[Source data]
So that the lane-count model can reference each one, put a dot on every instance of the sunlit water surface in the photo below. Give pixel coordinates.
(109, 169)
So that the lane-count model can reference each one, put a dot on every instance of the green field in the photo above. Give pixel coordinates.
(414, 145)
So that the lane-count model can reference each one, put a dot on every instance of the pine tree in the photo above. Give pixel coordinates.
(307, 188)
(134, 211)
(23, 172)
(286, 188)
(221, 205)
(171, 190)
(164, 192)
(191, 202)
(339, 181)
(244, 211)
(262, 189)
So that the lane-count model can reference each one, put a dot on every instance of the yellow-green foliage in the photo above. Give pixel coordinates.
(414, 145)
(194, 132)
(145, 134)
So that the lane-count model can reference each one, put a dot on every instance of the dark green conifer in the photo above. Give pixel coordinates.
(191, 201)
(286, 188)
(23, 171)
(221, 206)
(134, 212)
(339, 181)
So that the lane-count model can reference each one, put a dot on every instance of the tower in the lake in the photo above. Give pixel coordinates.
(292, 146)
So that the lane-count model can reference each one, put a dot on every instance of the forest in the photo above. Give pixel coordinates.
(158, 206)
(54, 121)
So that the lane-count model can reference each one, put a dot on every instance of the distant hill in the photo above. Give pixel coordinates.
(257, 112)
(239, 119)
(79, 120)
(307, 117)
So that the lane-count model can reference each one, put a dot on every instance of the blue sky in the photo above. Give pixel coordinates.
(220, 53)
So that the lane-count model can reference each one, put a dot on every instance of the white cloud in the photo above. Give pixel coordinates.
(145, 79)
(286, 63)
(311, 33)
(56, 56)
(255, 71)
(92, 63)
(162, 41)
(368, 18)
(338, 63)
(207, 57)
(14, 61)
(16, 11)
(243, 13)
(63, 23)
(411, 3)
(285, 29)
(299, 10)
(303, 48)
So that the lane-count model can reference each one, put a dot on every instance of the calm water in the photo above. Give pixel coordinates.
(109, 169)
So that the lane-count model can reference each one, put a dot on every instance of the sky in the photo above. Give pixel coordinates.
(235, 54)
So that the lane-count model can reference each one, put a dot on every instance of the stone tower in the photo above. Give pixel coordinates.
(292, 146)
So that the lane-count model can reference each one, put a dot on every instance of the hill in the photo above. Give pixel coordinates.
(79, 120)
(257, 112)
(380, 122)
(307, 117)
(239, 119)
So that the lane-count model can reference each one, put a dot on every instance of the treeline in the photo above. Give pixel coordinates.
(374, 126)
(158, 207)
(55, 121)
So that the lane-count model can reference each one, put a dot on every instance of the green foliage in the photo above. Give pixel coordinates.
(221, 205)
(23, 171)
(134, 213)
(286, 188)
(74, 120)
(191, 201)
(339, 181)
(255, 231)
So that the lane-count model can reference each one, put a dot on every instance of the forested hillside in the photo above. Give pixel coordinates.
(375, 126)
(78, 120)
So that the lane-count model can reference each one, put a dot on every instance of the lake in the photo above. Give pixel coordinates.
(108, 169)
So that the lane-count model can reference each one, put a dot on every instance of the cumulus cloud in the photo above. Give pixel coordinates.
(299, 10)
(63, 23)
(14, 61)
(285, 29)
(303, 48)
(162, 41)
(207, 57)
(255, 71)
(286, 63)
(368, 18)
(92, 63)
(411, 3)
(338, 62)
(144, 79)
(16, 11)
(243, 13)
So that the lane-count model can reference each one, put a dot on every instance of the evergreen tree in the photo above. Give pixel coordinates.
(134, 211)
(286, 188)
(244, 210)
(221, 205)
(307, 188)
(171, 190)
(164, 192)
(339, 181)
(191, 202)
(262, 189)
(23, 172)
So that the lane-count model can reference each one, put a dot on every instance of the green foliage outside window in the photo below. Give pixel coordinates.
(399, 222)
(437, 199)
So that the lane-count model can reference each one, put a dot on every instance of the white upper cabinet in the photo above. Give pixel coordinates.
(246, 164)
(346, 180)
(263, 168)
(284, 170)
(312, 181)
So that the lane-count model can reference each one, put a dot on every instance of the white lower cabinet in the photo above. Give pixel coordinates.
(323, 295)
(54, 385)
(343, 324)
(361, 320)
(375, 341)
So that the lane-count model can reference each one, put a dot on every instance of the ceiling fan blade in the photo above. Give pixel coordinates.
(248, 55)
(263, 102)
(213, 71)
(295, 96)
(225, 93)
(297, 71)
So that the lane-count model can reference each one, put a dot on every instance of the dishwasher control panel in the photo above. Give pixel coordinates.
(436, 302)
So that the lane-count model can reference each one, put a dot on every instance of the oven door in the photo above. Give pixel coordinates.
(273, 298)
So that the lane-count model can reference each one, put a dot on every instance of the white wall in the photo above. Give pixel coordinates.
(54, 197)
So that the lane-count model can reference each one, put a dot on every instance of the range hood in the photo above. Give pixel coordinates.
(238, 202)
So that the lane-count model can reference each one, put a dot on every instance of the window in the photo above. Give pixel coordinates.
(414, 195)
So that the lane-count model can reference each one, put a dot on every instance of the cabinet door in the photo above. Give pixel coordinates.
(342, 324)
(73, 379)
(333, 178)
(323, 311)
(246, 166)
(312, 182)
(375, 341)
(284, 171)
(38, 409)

#### [AIM OF THE TASK]
Make a verbatim copy of every entry shown above.

#### [PROBLEM SOLUTION]
So that the lane-count model can reference each one, put a dot on every instance of the sunlit water surface in the photo below. Give pixel coordinates.
(109, 169)
So that the lane-count model can reference each one, put a dot on every instance of the green field in the photo above. Give pixel coordinates.
(414, 145)
So that the lane-count model can reference each one, put a dot on every instance of the pine tree in the photo above. Give pixel coordinates.
(307, 188)
(134, 211)
(23, 172)
(286, 188)
(221, 205)
(171, 190)
(164, 192)
(191, 202)
(339, 181)
(244, 211)
(262, 189)
So that the lane-count model can reference each one, put a dot on every instance of the yellow-green foliage in the photo above. Give pixel coordinates.
(414, 145)
(194, 132)
(145, 134)
So that the lane-count model can reference each one, put a dot on every instance of the dark green conifer in the photo above. Give pixel coordinates.
(191, 201)
(286, 188)
(23, 171)
(221, 206)
(134, 212)
(339, 181)
So that the lane-count model can reference each one, put a dot on every instance of the tower in the lake in the photo above. Give pixel coordinates.
(292, 146)
So that the lane-count model can reference each one, put a dot on every instance of the forest in the photo above. Give pixel coordinates.
(158, 206)
(54, 121)
So that the lane-count model can reference each one, put a dot on every instance of the distant hill in the photo above. Give pixel coordinates.
(257, 112)
(239, 119)
(79, 120)
(307, 117)
So that the lane-count model can reference each one, put a dot on every instance of the blue sky in the photo above. Give pixel coordinates.
(220, 53)
So that the lane-count model can reference each one, put a dot on every instance of the white cloud in the photo above. Give pixel coordinates.
(145, 79)
(286, 63)
(311, 33)
(56, 56)
(255, 71)
(92, 63)
(162, 41)
(368, 18)
(338, 63)
(207, 57)
(14, 61)
(16, 11)
(243, 13)
(63, 23)
(411, 3)
(285, 29)
(299, 10)
(303, 48)
So that the lane-count model can reference each one, put a dot on every instance of the calm water in the photo above. Give pixel coordinates.
(109, 169)
So that the lane-count model can reference each one, put a dot on every instance of the sky in the photo above. Give pixel coordinates.
(235, 54)
So that the lane-count model can reference each one, put a dot on every instance of the stone tower in the photo above. Give pixel coordinates.
(292, 146)
So that the lane-count model can reference each one, put a dot on every instance of the hill in the photo above. Give pixel coordinates.
(79, 120)
(257, 112)
(380, 122)
(307, 117)
(239, 119)
So that the lane-count model can reference each one, put a dot on every instance of the treeline in the photo above. Give pixel coordinates.
(374, 126)
(158, 207)
(55, 121)
So that the lane-count model can reference each one, put a dot on every instance of the green foliage in the photo above. Give pixel coordinates.
(221, 205)
(23, 171)
(134, 213)
(286, 188)
(74, 120)
(191, 201)
(339, 181)
(255, 231)
So that the lane-count model can reference each one, put a dot on every instance of the forested hillside in the photo above. Give pixel coordinates.
(375, 126)
(78, 120)
So that the lane-count model can reference each one, put a dot on every instance of the lake in the photo above. Give pixel coordinates.
(108, 169)
So that the lane-count model can reference each one, put a dot on every instance of the cumulus cloud in the photo above. Give pixel coordinates.
(299, 10)
(63, 23)
(14, 61)
(285, 29)
(303, 48)
(162, 41)
(207, 57)
(255, 71)
(286, 63)
(368, 18)
(92, 63)
(411, 3)
(338, 62)
(144, 79)
(16, 11)
(243, 13)
So that the lane-count model can reference each one, put a dot on every instance of the evergreen tree in the photo above. Give pixel coordinates.
(134, 211)
(286, 188)
(244, 210)
(221, 205)
(307, 188)
(171, 190)
(164, 192)
(339, 181)
(191, 202)
(262, 189)
(23, 172)
So that the lane-count model can reference each one, put a dot on every instance of the green foliage outside window in the photo below. Give pixel coordinates.
(399, 222)
(437, 199)
So that the lane-count model can reference each one, put a dot on every instance of the white upper cabinet in the photo above. Give pixel coordinates.
(246, 164)
(346, 180)
(263, 168)
(284, 170)
(312, 181)
So that the lane-count model can reference each one, put a dot on every instance of the white lower cabinet in the photo above. Give pixel coordinates.
(323, 295)
(54, 385)
(343, 324)
(361, 320)
(375, 341)
So that the lane-count model can reference each one, put a dot on every instance of the ceiling fan blade in the photo above. Give pixel coordinates.
(248, 55)
(263, 102)
(213, 71)
(295, 96)
(225, 93)
(297, 71)
So that the lane-count model can reference each one, put a dot on every instance of the dishwasher control panel in the photo above. Give pixel coordinates.
(436, 302)
So that the lane-count model can reference each one, put a dot on every instance of the oven door in the photo above. Give pixel coordinates.
(273, 298)
So that the lane-count model can reference each one, put a dot on every instance of the white wall in the photo above. Give pixel coordinates.
(54, 197)
So that the lane-count model can reference each one, put a dot on every instance of the range hood in the photo above. Give pixel coordinates.
(238, 202)
So that the lane-count model can reference each one, put a dot on every instance of the window in the photo above. Give pixel coordinates.
(414, 195)
So that the lane-count model can reference each one, put a dot on every instance of the cabinet door in the photo above. Give pixel coordinates.
(342, 324)
(73, 379)
(333, 178)
(323, 311)
(246, 166)
(312, 182)
(375, 341)
(284, 171)
(38, 409)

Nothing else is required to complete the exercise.